[BEGIN Record excerpts]

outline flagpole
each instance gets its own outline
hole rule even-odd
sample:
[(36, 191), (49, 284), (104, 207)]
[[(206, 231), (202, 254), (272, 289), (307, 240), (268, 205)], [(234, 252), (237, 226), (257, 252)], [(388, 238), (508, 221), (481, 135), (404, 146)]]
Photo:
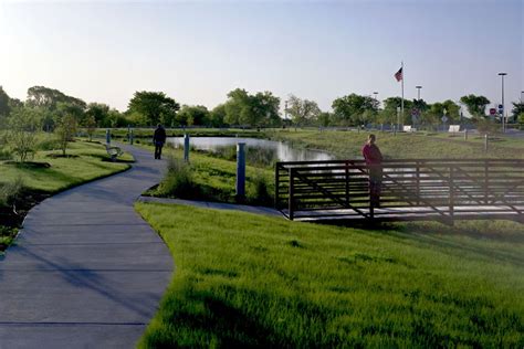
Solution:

[END Record excerpts]

> **What you are asked to do**: Write out every line of the rows above word for word, leaving out the picture.

> **Answer for this exercise**:
outline flagpole
each instance gets its own outline
hole rule even-odd
sample:
[(36, 191), (49, 284), (104, 207)]
[[(206, 231), (202, 254), (272, 289), (307, 240), (268, 205)], [(234, 252), (237, 226), (257, 252)], [(388, 238), (508, 221), (481, 135), (404, 146)]]
Photo:
Solution:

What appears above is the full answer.